Exercise task:
Every record here needs to be written out again exactly.

##########

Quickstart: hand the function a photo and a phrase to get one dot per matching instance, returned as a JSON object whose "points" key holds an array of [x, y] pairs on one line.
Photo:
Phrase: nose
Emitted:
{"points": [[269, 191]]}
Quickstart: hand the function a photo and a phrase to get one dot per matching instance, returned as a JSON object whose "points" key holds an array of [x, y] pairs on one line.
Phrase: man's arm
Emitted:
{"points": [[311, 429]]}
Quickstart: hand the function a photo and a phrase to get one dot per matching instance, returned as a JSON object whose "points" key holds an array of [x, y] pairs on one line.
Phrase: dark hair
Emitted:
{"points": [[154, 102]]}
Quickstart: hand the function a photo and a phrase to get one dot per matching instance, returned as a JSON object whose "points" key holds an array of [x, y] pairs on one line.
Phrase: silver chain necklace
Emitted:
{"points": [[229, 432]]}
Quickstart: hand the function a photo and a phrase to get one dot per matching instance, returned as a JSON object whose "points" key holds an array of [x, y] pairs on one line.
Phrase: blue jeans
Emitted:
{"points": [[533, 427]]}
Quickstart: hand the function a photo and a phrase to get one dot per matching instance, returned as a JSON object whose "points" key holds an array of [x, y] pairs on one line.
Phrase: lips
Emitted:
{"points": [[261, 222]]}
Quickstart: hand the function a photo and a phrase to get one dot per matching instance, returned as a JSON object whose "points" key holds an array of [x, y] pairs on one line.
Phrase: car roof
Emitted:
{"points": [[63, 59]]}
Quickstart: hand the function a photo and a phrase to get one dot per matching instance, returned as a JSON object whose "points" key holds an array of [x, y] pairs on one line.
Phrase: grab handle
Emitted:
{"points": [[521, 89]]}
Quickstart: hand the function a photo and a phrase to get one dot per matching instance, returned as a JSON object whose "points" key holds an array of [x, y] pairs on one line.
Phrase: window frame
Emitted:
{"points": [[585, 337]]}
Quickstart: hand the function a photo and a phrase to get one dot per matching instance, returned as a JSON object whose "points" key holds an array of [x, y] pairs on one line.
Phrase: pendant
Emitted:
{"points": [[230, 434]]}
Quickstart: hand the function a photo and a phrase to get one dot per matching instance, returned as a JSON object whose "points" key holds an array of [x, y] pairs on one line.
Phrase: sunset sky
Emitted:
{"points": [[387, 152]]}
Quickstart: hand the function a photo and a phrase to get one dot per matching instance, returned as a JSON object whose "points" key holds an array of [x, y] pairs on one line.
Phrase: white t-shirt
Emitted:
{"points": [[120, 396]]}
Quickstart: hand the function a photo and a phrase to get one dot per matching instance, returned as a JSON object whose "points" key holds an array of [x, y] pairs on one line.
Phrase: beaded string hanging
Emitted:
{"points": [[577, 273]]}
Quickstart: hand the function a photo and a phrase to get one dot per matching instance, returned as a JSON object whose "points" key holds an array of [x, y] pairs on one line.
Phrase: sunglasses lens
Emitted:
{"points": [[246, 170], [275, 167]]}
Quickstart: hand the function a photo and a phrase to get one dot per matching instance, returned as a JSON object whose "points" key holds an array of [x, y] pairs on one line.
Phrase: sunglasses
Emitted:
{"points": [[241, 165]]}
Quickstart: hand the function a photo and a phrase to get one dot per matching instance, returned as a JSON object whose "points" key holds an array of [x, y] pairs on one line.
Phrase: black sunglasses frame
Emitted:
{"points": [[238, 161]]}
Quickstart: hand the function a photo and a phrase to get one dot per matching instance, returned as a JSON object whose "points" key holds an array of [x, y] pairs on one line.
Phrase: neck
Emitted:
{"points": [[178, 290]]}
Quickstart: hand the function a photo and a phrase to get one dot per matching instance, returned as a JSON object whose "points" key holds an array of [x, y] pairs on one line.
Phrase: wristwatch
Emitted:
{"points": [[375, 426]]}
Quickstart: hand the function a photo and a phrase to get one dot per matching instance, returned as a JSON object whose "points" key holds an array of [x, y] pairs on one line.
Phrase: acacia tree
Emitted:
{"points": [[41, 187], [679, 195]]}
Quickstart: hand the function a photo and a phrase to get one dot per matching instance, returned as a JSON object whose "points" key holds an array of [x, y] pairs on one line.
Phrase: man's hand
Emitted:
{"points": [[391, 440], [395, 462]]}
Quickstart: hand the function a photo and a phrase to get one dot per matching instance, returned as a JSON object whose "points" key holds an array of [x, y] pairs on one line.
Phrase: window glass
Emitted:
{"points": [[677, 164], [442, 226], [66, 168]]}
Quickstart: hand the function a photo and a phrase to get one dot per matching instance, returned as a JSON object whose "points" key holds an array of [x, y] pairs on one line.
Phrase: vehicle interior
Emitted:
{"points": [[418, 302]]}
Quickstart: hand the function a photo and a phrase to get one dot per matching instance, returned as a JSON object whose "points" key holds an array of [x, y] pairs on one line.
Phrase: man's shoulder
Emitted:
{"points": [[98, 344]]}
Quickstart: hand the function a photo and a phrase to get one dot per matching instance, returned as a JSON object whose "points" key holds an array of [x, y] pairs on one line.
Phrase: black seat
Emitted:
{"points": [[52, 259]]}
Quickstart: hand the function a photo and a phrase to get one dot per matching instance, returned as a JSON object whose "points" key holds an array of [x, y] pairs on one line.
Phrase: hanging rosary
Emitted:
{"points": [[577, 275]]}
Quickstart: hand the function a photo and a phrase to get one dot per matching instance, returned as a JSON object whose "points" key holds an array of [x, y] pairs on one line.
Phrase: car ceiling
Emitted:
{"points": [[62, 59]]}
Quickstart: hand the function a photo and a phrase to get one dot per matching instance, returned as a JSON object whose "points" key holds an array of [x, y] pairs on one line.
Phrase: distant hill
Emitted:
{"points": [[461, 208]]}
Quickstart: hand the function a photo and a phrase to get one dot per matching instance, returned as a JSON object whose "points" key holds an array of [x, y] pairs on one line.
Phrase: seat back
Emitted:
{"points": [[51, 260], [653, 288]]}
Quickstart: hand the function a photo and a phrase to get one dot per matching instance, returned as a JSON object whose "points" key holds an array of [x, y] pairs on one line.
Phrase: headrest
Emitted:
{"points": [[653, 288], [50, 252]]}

##########

Right answer:
Quickstart: hand the function a photo and a phrase to get one dot per matching instance, returned as a JSON object whose "points" key holds an array of [x, y] pairs on one line.
Photo:
Phrase: nose
Emitted:
{"points": [[269, 191]]}
Quickstart: hand the function a photo and a phrase to get one dot per matching instance, returned as a JSON object whose "points" key holds an array of [x, y] pairs on one line.
Phrase: man's arm
Emitted:
{"points": [[311, 429]]}
Quickstart: hand the function a photo and a phrase to get one dot per matching instance, returned as a JSON object whose "points" key holds an array of [x, y] pairs on one line.
Phrase: dark hair
Emitted:
{"points": [[154, 102]]}
Quickstart: hand the function a photo and a phrase to get one dot per matching instance, returned as a JSON object whose "points" key holds an array of [x, y] pairs on one line.
Phrase: silver chain necklace
Emitted:
{"points": [[229, 432]]}
Quickstart: hand the function a photo and a phrase to get one dot per matching instance, returned as a JSON object whose "points" key holds an array of [x, y] pairs on one line.
Phrase: blue jeans
Emitted:
{"points": [[533, 427]]}
Quickstart: hand the function a photo and a phrase to get one dot per matching instance, returned as a JSON object whose "points" key holds an array of [x, y] pairs on one line.
Phrase: lips
Emitted:
{"points": [[261, 222]]}
Quickstart: hand the function a photo and a phrase to get one dot per matching instance, returned as a JSON object whose "points" key holds an array of [x, y] pairs on one line.
Phrase: car roof
Emitted:
{"points": [[63, 59]]}
Quickstart: hand the function a photo and a phrase to get one dot per matching instance, returned as a JSON object whose "points" key holds an array of [x, y] pairs on one line.
Phrase: grab handle
Emitted:
{"points": [[521, 89]]}
Quickstart: hand the function a photo and a phrase to get one dot per matching instance, returned as a JSON object whose "points" key holds an array of [x, y] pairs on one line.
Phrase: window frame
Emitted:
{"points": [[585, 337]]}
Quickstart: hand the function a photo and a phrase to get one dot per matching instance, returned as a JSON object whose "points" key holds an array of [x, y] pairs on one line.
Phrase: pendant
Emitted:
{"points": [[230, 434]]}
Quickstart: hand the function a photo and a phrase to get one dot per matching instance, returned as a JSON object whose "points" key holds an array of [x, y] pairs on one line.
Phrase: sunset sky
Emitted:
{"points": [[387, 152]]}
Quickstart: hand the function a photo and a phrase to get one dot per matching instance, returned as a JSON object whose "points" key holds an array of [x, y] pairs on one line.
Phrase: white t-shirt
Emitted:
{"points": [[120, 396]]}
Quickstart: hand the function a photo and a phrase to get one dot per matching instance, returned as a JSON object whose "points" key holds an array of [x, y] pairs on one line.
Phrase: beaded string hanging
Emitted:
{"points": [[577, 273]]}
Quickstart: hand the function a photo and a phrase to get one dot per matching instance, returned as a JSON object whose "points" key holds an array of [x, y] pairs on one line.
Phrase: sunglasses lens
Emitted:
{"points": [[246, 170], [275, 167]]}
Quickstart: hand the function a photo and a phrase to get one dot per matching instance, returned as a JSON object whose "points" key holds an array of [x, y] pairs on one line.
Phrase: sunglasses
Emitted:
{"points": [[241, 165]]}
Quickstart: hand the function a photo and a phrase to get one dot per matching instance, returned as a JSON object whose "points" key holds an array of [x, y] pairs on one line.
Phrase: black sunglasses frame
Emitted:
{"points": [[238, 161]]}
Quickstart: hand the function a photo and a phrase to get one dot per matching instance, returned as a JSON object whose "points" key holds an array of [x, y] pairs on one line.
Phrase: neck
Emitted:
{"points": [[178, 290]]}
Quickstart: hand the function a photo and a phrase to get one dot per matching instance, returned as a JSON object whose "points" key holds an array of [x, y] pairs on one line.
Phrase: wristwatch
Emitted:
{"points": [[375, 426]]}
Quickstart: hand the function a photo and a phrase to get one dot per matching instance, returned as a JSON object whose "points" key holds an array of [x, y] pairs on one line.
Phrase: acacia tree
Emitted:
{"points": [[41, 187], [679, 195]]}
Quickstart: hand the function a photo and a phrase to get one dot per matching instance, returned as a JSON object whose "points" key holds an array of [x, y] pairs on one line.
Phrase: man's hand
Emitted:
{"points": [[391, 440], [395, 462]]}
Quickstart: hand the function a photo and a phrase to get one dot per matching instance, returned as a JSON object whose "points" key holds an array of [x, y] pairs on one line.
Phrase: window glass
Emitted:
{"points": [[677, 164], [442, 226], [66, 168]]}
Quickstart: hand the function a photo and a phrase to get one dot per matching instance, returned as a JSON object whose "points" key holds an array of [x, y] pairs on one line.
Phrase: vehicle interior
Emitted:
{"points": [[418, 302]]}
Quickstart: hand the function a photo and a phrase to get one dot per matching instance, returned as a JSON object whose "points" key holds an array of [x, y] pairs on one line.
Phrase: man's shoulder
Emitted:
{"points": [[98, 344]]}
Quickstart: hand the function a photo and a phrase to get one dot per matching instance, returned as a JSON object whose "points" key holds an array of [x, y] pairs on one line.
Phrase: black seat
Emitted:
{"points": [[52, 259]]}
Quickstart: hand the function a photo and a phrase to get one dot per matching instance, returned as a JSON object whose "points" key holds an array of [x, y] pairs on one line.
Phrase: hanging rosary
Emitted:
{"points": [[577, 275]]}
Quickstart: hand the function a photo and a phrase to get one dot per matching instance, returned as a JSON object whose "points" key holds an array of [x, y] pairs on one line.
Phrase: car ceiling
Emitted:
{"points": [[62, 59]]}
Quickstart: hand the function a photo and a phrase to get one dot per matching instance, returned as a JSON object whose "points" key holds an array of [x, y] pairs on one line.
Phrase: distant hill
Emitted:
{"points": [[461, 208]]}
Quickstart: hand the function a photo and a phrase to get one dot per matching instance, returned as a JSON object whose "points" key holds an array of [x, y] pairs on one line.
Phrase: seat back
Emitted:
{"points": [[51, 260], [653, 288]]}
Quickstart: hand the function a photo and a phrase to get one dot per matching instance, returned as a JSON object whose "points" key holds an array of [x, y] pairs on one line.
Phrase: headrest
Emitted:
{"points": [[653, 288], [50, 252]]}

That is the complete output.